_RECORDS TO PROCESS:_
=== Section Start ===
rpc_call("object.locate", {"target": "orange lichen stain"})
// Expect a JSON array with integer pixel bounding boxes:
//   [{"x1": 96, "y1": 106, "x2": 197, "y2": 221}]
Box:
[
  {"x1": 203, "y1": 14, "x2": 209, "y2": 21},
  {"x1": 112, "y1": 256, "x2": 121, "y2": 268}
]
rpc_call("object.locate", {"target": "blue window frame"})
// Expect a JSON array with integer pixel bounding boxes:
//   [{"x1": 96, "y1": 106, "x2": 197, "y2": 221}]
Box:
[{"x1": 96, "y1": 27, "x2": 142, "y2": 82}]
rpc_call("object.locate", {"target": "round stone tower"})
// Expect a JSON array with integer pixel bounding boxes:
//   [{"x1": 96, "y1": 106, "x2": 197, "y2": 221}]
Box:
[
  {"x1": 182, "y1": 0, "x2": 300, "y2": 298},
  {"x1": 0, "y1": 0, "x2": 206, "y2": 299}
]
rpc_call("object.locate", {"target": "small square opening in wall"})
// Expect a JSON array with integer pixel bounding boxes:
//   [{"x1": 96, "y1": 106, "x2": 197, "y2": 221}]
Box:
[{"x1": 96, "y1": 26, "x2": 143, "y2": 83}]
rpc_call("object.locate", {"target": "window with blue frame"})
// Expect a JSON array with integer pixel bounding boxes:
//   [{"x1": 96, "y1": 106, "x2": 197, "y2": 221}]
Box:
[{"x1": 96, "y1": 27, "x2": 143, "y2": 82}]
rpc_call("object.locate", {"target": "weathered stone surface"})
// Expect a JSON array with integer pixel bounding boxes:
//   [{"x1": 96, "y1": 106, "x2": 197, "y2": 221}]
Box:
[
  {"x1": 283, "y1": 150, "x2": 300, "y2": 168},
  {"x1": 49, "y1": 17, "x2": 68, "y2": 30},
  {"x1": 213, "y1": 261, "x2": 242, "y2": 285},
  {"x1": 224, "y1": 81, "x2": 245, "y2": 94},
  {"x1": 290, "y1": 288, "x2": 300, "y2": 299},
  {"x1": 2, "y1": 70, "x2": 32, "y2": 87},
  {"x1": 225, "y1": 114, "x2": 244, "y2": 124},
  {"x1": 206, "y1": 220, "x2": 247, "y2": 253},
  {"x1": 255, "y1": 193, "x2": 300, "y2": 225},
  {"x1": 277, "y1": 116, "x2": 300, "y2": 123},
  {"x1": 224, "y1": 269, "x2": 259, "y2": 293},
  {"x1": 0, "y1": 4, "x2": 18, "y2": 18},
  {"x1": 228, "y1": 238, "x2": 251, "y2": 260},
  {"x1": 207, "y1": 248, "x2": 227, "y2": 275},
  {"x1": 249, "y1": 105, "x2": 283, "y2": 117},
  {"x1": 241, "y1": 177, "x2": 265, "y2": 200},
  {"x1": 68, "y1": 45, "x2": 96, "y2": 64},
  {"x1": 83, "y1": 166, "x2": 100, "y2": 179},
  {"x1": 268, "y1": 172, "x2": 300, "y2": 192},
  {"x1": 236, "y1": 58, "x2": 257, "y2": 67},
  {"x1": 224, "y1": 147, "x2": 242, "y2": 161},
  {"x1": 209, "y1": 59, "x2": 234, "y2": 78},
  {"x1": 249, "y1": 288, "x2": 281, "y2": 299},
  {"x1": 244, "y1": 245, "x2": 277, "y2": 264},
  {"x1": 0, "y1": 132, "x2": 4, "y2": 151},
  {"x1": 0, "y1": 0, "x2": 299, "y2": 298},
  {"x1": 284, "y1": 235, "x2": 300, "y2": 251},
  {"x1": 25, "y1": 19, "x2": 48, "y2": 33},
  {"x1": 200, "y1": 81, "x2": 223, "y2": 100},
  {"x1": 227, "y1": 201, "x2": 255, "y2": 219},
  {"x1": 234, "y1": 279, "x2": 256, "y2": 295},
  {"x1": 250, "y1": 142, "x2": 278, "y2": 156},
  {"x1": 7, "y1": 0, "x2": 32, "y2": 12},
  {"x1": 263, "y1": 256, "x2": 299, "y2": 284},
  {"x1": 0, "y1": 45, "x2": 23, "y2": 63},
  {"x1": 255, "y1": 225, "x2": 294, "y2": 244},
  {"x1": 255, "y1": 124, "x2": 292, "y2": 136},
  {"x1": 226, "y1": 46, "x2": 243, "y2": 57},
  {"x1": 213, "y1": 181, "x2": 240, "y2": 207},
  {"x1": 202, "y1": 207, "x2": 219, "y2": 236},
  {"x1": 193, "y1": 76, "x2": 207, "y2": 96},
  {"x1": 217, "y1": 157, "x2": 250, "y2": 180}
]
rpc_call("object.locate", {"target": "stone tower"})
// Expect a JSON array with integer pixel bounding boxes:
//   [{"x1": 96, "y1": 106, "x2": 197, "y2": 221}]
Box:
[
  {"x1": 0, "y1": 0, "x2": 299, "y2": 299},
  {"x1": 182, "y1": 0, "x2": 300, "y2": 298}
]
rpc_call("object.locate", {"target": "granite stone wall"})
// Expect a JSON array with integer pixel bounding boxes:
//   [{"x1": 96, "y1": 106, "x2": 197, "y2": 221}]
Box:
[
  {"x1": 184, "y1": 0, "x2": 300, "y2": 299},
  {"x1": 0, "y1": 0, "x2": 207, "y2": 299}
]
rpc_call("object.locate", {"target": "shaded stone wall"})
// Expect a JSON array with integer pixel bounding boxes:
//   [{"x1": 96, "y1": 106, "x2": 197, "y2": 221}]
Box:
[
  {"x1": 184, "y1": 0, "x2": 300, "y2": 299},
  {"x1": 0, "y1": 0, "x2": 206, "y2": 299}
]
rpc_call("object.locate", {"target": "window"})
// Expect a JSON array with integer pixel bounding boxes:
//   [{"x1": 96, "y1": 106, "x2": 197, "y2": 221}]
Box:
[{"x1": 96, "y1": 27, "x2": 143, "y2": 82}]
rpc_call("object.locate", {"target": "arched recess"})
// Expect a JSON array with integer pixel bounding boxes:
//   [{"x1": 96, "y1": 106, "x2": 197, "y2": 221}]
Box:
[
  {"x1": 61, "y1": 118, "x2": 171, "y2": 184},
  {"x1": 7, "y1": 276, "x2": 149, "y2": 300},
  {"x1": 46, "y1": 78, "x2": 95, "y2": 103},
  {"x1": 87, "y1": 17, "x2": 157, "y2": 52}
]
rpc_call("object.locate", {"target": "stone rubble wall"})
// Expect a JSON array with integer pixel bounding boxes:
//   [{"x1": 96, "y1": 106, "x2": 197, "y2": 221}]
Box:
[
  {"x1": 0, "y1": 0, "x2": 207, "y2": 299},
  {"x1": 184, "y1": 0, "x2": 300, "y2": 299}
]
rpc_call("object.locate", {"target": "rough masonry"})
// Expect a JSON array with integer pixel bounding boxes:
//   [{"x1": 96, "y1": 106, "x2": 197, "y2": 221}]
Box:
=== Section End ===
_PROBLEM DETAILS:_ All the lines that hold the word "tower" must appear in the answer, copied from the records.

_ANSWER SECTION:_
rpc_call("object.locate", {"target": "round stone tower"})
rpc_call("object.locate", {"target": "stone tower"})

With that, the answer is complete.